** Information given **
(begin)

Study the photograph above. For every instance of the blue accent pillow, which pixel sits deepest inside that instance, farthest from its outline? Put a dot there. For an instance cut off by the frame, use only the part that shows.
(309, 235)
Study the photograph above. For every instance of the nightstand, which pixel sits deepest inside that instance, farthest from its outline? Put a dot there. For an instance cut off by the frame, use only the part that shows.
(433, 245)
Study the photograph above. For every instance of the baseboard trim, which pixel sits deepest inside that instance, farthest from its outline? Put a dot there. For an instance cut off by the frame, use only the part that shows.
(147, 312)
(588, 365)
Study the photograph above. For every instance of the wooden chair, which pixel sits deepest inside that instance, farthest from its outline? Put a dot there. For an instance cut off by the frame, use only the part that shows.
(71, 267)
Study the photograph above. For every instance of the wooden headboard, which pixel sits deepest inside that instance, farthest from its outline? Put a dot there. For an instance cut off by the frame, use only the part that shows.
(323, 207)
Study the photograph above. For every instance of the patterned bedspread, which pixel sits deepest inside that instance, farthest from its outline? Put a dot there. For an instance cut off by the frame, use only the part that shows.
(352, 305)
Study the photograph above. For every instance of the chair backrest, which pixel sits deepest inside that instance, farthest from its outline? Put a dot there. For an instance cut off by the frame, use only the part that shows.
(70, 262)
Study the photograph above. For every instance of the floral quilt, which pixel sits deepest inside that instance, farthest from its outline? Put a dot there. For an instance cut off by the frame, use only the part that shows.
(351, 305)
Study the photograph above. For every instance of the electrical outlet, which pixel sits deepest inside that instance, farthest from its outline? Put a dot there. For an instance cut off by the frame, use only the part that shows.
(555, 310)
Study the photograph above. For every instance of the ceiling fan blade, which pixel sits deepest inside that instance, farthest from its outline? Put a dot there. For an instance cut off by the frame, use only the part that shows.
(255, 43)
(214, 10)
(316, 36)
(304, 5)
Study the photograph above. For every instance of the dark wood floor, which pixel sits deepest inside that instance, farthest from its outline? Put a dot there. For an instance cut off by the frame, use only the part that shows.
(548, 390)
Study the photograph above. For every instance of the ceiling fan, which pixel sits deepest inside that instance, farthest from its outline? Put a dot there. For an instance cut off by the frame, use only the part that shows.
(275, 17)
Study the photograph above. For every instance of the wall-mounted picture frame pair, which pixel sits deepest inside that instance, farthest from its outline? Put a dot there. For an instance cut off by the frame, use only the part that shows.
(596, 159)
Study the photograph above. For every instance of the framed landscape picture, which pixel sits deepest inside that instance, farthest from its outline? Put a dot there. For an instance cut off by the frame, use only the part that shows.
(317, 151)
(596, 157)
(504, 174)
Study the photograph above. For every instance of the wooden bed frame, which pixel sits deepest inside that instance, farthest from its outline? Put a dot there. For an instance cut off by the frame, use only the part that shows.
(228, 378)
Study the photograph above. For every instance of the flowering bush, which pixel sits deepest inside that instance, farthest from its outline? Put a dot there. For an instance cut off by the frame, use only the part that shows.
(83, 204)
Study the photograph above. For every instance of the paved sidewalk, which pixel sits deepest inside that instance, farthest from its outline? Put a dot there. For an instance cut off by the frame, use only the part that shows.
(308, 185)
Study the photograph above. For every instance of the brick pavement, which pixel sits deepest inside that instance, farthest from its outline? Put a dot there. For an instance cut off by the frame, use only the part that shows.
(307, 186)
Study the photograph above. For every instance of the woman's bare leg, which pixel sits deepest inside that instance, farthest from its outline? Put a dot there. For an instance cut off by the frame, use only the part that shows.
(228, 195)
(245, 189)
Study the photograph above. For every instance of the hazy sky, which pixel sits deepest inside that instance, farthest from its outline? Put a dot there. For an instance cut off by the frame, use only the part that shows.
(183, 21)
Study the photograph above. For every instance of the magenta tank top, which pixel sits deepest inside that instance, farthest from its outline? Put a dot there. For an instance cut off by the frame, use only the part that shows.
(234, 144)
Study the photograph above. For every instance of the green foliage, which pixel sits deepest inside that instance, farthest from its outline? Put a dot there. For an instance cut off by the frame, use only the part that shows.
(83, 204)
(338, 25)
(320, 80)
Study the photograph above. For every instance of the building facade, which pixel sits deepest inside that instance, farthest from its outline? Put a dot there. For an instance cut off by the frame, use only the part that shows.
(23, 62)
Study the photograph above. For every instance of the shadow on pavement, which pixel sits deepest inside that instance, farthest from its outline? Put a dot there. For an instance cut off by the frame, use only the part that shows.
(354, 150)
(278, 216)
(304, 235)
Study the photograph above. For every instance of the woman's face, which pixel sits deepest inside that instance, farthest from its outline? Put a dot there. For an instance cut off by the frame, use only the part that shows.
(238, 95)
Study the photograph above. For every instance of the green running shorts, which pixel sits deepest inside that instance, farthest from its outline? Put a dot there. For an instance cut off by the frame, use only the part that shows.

(end)

** The exercise **
Write out every line of the records exactly.

** Finished exercise **
Study the photograph above. For every instance of the blue accent pillow, which pixel sits deepest inside that instance, farthest from its outline? Put a dot there. For an instance cut off by the frame, use only the part that shows.
(309, 235)
Study the photograph above. For every instance of the nightstand, which pixel sits deepest inside that instance, farthest from its outline? Put a dot there. For an instance cut off by the frame, use only the part that shows.
(433, 245)
Study the photograph above. For every instance of the baseboard trim, which pixel sits deepest inside that instance, farthest from its outline? Put a dot there. For an instance cut off by the frame, use only the part that shows.
(147, 312)
(588, 365)
Study the photograph above. For every instance of the wooden chair, which pixel sits deepest inside that instance, farthest from its outline? Put a dot there. For an instance cut off by the frame, use only the part that shows.
(71, 267)
Study the photograph above. For every instance of the wooden headboard, which pixel sits deepest inside that instance, farthest from its outline? Put a dot there. For an instance cut off by the frame, use only the part that shows.
(323, 207)
Study the photograph above. For every instance of the patterned bedspread, which pixel sits deepest inside that instance, farthest from its outline? Put a dot there. For an instance cut off by the frame, use only the part that shows.
(352, 305)
Study the photograph above. For every instance of the chair backrest, which pixel sits deepest inside that instance, farthest from its outline? Put a dot there. For an instance cut off by the frame, use only the part that shows.
(70, 262)
Study the photograph above. For every instance of the floral quilt, which pixel sits deepest inside that instance, farthest from its outline? Put a dot there. For an instance cut off by the frame, use only the part that shows.
(351, 305)
Study the photograph above. For every instance of the electrical outlet, which pixel sits deepest inside that instance, farthest from its outline? Put a dot there. For an instance cut off by the frame, use only the part that shows.
(555, 310)
Study the photograph above. For every instance of the ceiling fan blade, which pixel sits deepest inside that instance, farthest from its outline? Put a dot there. For an instance cut off by the frame, use only the part that shows.
(255, 43)
(214, 10)
(316, 36)
(304, 5)
Study the photograph above. For every instance of the dark wood floor, which pixel sits deepest inside that instance, farthest from its outline? Put a dot there. For an instance cut off by the frame, use only the part that shows.
(548, 390)
Study the photograph above. For every instance of the ceiling fan, which pixel sits deepest inside that instance, farthest from its outline? Put a dot there. For an instance cut off by the frame, use only the part that shows.
(275, 17)
Study the photograph above. For every instance of the wall-mounted picture frame pair, which pixel sits deepest inside that instance, farthest from its outline? Put a dot there. For an instance cut off by the frame, use only the part that shows.
(596, 159)
Study the photograph above. For every instance of the framed landscape picture, which pixel sits deepest inside that instance, farthest from its outline? Put a dot there. For an instance cut off by the frame, use only the part that shows.
(317, 151)
(596, 157)
(504, 174)
Study the photograph above. For every instance of the wooden bed frame, which pixel sits deepest inside that instance, farthest from its outline? Put a dot there. For an instance cut off by the frame, use only the part that shows.
(228, 378)
Study the photograph above. For every instance of the flowering bush, which pixel sits deepest inside that instance, farthest from its outline? Put a dot there. For an instance cut off by the frame, use only the part that shows.
(83, 204)
Study the photograph above. For every instance of the paved sidewalk, which pixel sits deepest inside that instance, farthest from its outline? Put a dot there. For an instance cut off by the frame, use only the part that shows.
(308, 185)
Study the photograph above. For every instance of the brick pavement, which pixel sits deepest inside that instance, farthest from its outline? Put a dot there. For an instance cut off by the frame, use only the part that shows.
(307, 186)
Study the photograph above. For every instance of the woman's bare leg, which pixel sits deepest inside that instance, farthest from its outline? Put a dot there. For an instance cut off by the frame, use only the part that shows.
(228, 195)
(245, 189)
Study the photograph above. For every instance of the hazy sky, which pixel sits deepest inside that instance, farthest from its outline? Put a dot there. For an instance cut off by the frame, use only the part that shows.
(183, 21)
Study the photograph above. For every instance of the magenta tank top, which pixel sits deepest inside that instance, farthest from its outline? Put a dot there. For an instance cut off by the frame, use only the part that shows.
(234, 144)
Study the photograph above. For every instance of the green foliage, which pixel sits deepest inside that instance, farthest from its outline? Put a dot there. For an instance cut off by the frame, use only the part that shows.
(83, 204)
(338, 25)
(320, 80)
Study the photograph above. For every instance of the building facade, which pixel sits deepest inside that instance, farthest from its outline? Put a dot there. For an instance cut off by the frame, use only the part that shows.
(23, 62)
Study the photograph above. For every instance of the shadow on pavement, which pixel sits deepest inside that instance, farthest from its outline? Put a dot there. For an instance cut off by the frame, use only the part that shows.
(354, 150)
(278, 216)
(304, 235)
Study the photograph above. For every instance of the woman's face, which pixel sits deepest inside that instance, farthest from its outline? Put a dot there. For an instance cut off by the frame, use only the part that shows.
(238, 95)
Study the photograph above. For every instance of the green running shorts, which pixel sits deepest inside that instance, farthest from its outline? Put a dot there. For an instance cut off by the frame, use only the part that shows.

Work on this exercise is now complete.